• **What is needed**
Return every row below verbatim, line for line, without changing anything.

• **Records shown**
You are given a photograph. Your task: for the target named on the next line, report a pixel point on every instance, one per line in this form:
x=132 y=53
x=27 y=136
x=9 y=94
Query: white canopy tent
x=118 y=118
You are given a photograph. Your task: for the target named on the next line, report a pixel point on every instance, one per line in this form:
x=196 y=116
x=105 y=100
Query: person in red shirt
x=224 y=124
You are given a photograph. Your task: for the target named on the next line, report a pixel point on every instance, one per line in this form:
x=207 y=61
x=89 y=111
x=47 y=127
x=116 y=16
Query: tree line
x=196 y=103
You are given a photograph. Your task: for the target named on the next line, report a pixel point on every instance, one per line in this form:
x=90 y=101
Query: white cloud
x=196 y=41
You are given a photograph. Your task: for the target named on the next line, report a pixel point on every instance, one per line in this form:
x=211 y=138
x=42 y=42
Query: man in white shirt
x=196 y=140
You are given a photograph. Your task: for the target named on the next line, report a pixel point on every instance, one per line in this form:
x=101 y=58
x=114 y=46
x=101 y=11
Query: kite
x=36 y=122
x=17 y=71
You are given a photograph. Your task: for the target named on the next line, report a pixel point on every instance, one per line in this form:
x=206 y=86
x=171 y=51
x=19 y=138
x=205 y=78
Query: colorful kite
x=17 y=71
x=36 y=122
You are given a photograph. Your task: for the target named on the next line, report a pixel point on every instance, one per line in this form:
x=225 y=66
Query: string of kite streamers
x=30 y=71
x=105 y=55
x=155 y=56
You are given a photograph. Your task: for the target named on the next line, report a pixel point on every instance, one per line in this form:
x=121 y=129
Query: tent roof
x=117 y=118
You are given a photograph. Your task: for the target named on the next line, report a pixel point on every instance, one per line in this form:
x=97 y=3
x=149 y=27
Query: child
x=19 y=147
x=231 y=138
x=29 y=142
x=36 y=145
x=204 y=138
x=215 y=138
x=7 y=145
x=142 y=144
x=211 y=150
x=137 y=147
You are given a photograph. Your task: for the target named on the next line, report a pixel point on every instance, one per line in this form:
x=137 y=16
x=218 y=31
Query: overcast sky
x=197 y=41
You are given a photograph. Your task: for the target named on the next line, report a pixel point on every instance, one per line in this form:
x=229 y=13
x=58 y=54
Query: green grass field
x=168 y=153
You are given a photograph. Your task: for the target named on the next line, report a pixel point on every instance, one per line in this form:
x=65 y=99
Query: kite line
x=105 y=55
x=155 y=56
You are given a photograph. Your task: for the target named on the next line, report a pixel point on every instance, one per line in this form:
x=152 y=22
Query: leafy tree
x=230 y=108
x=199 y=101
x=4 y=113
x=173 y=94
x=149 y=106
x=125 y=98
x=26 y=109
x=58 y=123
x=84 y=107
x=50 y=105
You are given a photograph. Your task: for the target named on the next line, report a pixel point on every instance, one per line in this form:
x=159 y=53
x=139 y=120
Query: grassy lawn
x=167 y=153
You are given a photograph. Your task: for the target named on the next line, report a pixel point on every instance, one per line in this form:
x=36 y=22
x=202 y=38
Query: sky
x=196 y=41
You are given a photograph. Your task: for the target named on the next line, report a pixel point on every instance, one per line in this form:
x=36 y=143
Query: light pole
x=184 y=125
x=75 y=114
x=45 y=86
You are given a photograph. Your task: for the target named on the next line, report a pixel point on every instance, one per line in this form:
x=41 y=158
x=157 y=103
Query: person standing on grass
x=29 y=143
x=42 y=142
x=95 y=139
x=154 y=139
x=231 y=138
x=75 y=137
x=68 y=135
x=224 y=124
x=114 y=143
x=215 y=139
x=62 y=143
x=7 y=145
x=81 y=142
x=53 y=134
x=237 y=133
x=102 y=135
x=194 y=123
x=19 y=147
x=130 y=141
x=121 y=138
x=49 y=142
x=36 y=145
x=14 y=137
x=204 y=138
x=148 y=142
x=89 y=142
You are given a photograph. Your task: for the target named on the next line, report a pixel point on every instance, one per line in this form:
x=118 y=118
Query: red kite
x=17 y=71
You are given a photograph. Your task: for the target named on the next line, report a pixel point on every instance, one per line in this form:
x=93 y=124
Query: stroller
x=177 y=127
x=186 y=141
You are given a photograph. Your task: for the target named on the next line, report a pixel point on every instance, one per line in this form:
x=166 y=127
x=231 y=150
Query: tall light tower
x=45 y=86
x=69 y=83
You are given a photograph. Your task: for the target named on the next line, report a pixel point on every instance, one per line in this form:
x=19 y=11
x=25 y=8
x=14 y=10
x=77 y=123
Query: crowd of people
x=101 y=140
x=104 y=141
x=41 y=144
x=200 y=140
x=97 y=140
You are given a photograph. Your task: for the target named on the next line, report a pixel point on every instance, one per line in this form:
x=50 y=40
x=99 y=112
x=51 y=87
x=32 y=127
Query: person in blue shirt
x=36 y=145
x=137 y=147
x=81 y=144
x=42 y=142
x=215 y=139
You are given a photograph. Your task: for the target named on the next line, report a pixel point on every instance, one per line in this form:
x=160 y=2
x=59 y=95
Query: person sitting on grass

• **Task output**
You are given a photograph. Your task: for the target named on the next line, report a pixel point on every instance, one per line in this form:
x=132 y=53
x=27 y=136
x=9 y=94
Query: white canopy tent
x=118 y=118
You are given a photograph. Your task: for the target named on the next line, report a pixel point on every instance, one per line in this form:
x=196 y=116
x=105 y=100
Query: person in red shirt
x=224 y=124
You are given a photograph. Your task: for the target named on the next line, report a pixel point on every instance, one per line in this form:
x=207 y=61
x=89 y=111
x=47 y=127
x=116 y=16
Query: tree line
x=196 y=103
You are given a photograph. Your task: for the target named on the next line, report a pixel point on every instance, one per line in this form:
x=90 y=101
Query: white cloud
x=196 y=41
You are given a photograph. Your task: for the target named on the next line, report a pixel point on every instance, one per line in this form:
x=211 y=138
x=42 y=42
Query: man in white shirt
x=196 y=140
You are given a photograph. Your task: for the target named on the next line, report a pixel point on every instance, one per line in this form:
x=101 y=58
x=114 y=46
x=101 y=11
Query: kite
x=36 y=122
x=17 y=71
You are given a photograph. Your task: for the target named on the next line, report a pixel point on every instance, one per line in this form:
x=206 y=86
x=171 y=51
x=19 y=138
x=205 y=78
Query: colorful kite
x=17 y=71
x=36 y=122
You are given a photograph. Your task: for the target named on the next line, report a pixel point on every instance, one per line in this form:
x=225 y=66
Query: string of kite streamers
x=30 y=71
x=105 y=55
x=155 y=56
You are given a photograph. Your task: for the target named on the next line, report a pixel point on every instance, one per line in this form:
x=121 y=129
Query: tent roof
x=117 y=118
You are given a photograph. Your task: for the target named on the next line, report a pixel point on every instance, one per line in this form:
x=97 y=3
x=149 y=27
Query: child
x=19 y=147
x=231 y=138
x=29 y=142
x=36 y=145
x=204 y=138
x=215 y=138
x=7 y=145
x=142 y=144
x=211 y=150
x=137 y=147
You are given a photograph. Your task: for the target named on the next line, report a pixel point on every instance, one per line in this form:
x=137 y=16
x=218 y=31
Query: overcast sky
x=197 y=41
You are given a photograph. Your task: for the target named on the next line, report a pixel point on every instance, one per line in this form:
x=229 y=13
x=58 y=54
Query: green grass field
x=168 y=153
You are given a photograph. Your task: for the target named on the next line, report a pixel point on every instance, one per line in this form:
x=65 y=99
Query: kite line
x=105 y=55
x=155 y=56
You are given a photograph. Your task: for the target named on the next line, report a pixel point on every instance, one per line in this form:
x=152 y=22
Query: leafy tree
x=230 y=108
x=199 y=101
x=4 y=113
x=173 y=94
x=149 y=106
x=125 y=98
x=26 y=109
x=58 y=123
x=84 y=107
x=50 y=105
You are given a photograph. Your task: for the target named on the next line, report a pixel point on every instance, one per line in this form:
x=159 y=53
x=139 y=120
Query: grassy lawn
x=167 y=153
You are given a photograph. Your task: for the target named on the next line, report a pixel point on every instance, one per line in this form:
x=36 y=22
x=202 y=38
Query: sky
x=196 y=41
You are given a photograph. Your task: for the target named on the next line, report a pixel point on every instance, one per line in this form:
x=36 y=143
Query: light pole
x=184 y=125
x=75 y=114
x=45 y=86
You are given a photograph. Your task: for the target named on the next line, report a pixel point on every instance, one per line in this form:
x=41 y=158
x=157 y=103
Query: person standing on grass
x=29 y=143
x=42 y=142
x=95 y=139
x=154 y=139
x=231 y=138
x=75 y=137
x=68 y=135
x=224 y=124
x=114 y=143
x=215 y=139
x=62 y=143
x=7 y=145
x=81 y=142
x=53 y=134
x=237 y=133
x=102 y=135
x=194 y=123
x=19 y=147
x=130 y=141
x=121 y=138
x=49 y=142
x=36 y=145
x=14 y=137
x=204 y=138
x=148 y=142
x=89 y=142
You are given a photograph. Your task: for the target named on the next line, report a pixel point on every instance, one per line in this form:
x=118 y=118
Query: red kite
x=17 y=71
You are given a photograph. Your task: for the target named on the next line, report a pixel point on every instance, one per line in this form:
x=93 y=124
Query: stroller
x=177 y=127
x=186 y=141
You are given a photograph. Your task: for the target named on the next line, report a pixel point on every instance, one per line in this form:
x=166 y=127
x=231 y=150
Query: tall light tower
x=45 y=86
x=69 y=83
You are given a photograph. Your task: for the target named on the next line, report a pixel point on every instance, one per line in this form:
x=19 y=11
x=25 y=8
x=14 y=10
x=77 y=123
Query: crowd of people
x=101 y=140
x=104 y=141
x=41 y=144
x=200 y=140
x=97 y=140
You are given a photograph. Your task: for the target named on the next line, report a pixel point on every instance, one per line in this form:
x=50 y=40
x=99 y=112
x=51 y=87
x=32 y=127
Query: person in blue shirt
x=36 y=145
x=137 y=147
x=81 y=144
x=42 y=142
x=215 y=139
You are given a photograph. Your task: for the target named on the next line, report a pixel point on every instance, one per line in this form:
x=160 y=2
x=59 y=95
Query: person sitting on grass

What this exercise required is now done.